Objective: Reproduce each of these records line for line, with no changes.

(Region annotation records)
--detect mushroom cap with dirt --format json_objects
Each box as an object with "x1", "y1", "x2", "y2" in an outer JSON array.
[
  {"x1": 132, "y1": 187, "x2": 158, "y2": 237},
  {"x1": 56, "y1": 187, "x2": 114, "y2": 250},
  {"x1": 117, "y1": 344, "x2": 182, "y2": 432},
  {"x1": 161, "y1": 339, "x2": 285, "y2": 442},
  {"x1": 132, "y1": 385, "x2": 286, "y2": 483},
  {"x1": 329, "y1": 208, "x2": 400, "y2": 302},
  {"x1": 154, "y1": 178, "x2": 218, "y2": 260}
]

Written response:
--detect mushroom cap with dirt --format json_objects
Each box as an object with "x1", "y1", "x2", "y2" in an outer JSON array.
[
  {"x1": 132, "y1": 187, "x2": 158, "y2": 237},
  {"x1": 56, "y1": 187, "x2": 114, "y2": 250},
  {"x1": 117, "y1": 344, "x2": 182, "y2": 432},
  {"x1": 161, "y1": 339, "x2": 285, "y2": 442},
  {"x1": 132, "y1": 385, "x2": 286, "y2": 483},
  {"x1": 329, "y1": 208, "x2": 400, "y2": 302},
  {"x1": 154, "y1": 178, "x2": 218, "y2": 260}
]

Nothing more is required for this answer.